What is being asked — Transcribe all the records with complete accuracy.
----- Data provided
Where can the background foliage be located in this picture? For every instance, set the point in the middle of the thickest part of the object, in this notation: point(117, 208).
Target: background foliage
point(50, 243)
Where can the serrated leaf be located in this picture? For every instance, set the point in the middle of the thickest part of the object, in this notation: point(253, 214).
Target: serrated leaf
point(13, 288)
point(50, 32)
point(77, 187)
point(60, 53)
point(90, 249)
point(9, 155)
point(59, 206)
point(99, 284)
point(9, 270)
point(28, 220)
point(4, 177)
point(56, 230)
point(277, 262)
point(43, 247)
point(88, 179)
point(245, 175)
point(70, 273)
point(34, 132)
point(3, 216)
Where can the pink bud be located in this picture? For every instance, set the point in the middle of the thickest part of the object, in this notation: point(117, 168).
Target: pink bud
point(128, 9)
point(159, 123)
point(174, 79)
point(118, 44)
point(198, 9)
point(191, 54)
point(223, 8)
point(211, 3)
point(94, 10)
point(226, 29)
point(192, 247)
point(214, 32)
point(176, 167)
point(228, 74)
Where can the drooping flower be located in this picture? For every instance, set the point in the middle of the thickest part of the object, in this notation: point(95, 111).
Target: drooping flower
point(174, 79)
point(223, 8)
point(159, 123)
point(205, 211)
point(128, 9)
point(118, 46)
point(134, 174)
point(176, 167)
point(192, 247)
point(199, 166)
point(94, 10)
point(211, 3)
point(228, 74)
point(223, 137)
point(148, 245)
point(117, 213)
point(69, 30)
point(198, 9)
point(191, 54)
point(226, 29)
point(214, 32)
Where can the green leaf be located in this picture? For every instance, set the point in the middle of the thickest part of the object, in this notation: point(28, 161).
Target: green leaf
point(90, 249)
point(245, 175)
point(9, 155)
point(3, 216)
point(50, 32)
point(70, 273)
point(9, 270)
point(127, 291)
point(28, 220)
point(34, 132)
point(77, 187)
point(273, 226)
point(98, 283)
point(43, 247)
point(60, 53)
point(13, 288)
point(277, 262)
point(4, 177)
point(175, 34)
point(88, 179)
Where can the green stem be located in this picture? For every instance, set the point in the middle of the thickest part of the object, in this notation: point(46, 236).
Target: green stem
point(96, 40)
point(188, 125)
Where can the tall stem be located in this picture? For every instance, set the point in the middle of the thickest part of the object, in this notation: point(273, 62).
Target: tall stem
----------
Full answer —
Where can the background foliage be located in this picture? For every instance, set the point in the middle of the thickest part of the object, in this notation: point(117, 208).
Target: background foliage
point(50, 243)
Where can the serrated leaf be located in this picture? For every instance, set the point in the middle of the thickest part of the object, in this notation: point(253, 214).
Target: serrated leaf
point(13, 288)
point(50, 32)
point(77, 187)
point(60, 53)
point(90, 249)
point(9, 155)
point(59, 206)
point(99, 284)
point(9, 270)
point(28, 220)
point(4, 177)
point(56, 230)
point(277, 262)
point(43, 247)
point(88, 179)
point(245, 175)
point(70, 273)
point(34, 132)
point(3, 216)
Where can the pink bud be located in this picture? For every instance, set the point in the middle of the thickest part of the object, in this notation: point(117, 168).
Target: pink bud
point(128, 9)
point(159, 123)
point(174, 79)
point(118, 44)
point(198, 9)
point(191, 54)
point(223, 8)
point(211, 3)
point(94, 10)
point(226, 29)
point(192, 247)
point(214, 32)
point(176, 167)
point(228, 74)
Where can the drooping flower be located in this picture? For every instance, set the point in the middle of the thickest part of the object, in this notation: point(95, 111).
Target: drooping flower
point(174, 79)
point(223, 8)
point(159, 123)
point(205, 211)
point(128, 9)
point(118, 46)
point(134, 174)
point(176, 167)
point(192, 247)
point(199, 166)
point(94, 10)
point(211, 3)
point(228, 74)
point(223, 137)
point(148, 245)
point(117, 213)
point(69, 30)
point(198, 9)
point(191, 54)
point(226, 29)
point(214, 32)
Where can the green leaf be located in this picture? For every instance, set the point in the middle of the thickest part of the object, in this notation: point(28, 161).
Target: green leaf
point(90, 249)
point(245, 175)
point(9, 155)
point(3, 216)
point(50, 32)
point(70, 273)
point(9, 270)
point(127, 291)
point(28, 220)
point(34, 132)
point(77, 187)
point(273, 226)
point(98, 283)
point(43, 247)
point(60, 53)
point(13, 288)
point(277, 262)
point(4, 177)
point(175, 34)
point(88, 179)
Where can the green stem be located in this picture? For every instance, set the point in the middle of the thickest part of the object, in this notation: point(46, 236).
Target: green stem
point(96, 40)
point(188, 125)
Where can the tall stem be located in this picture? For every instance, set the point in the middle of the thickest part of the object, in this notation: point(273, 62).
Target: tall stem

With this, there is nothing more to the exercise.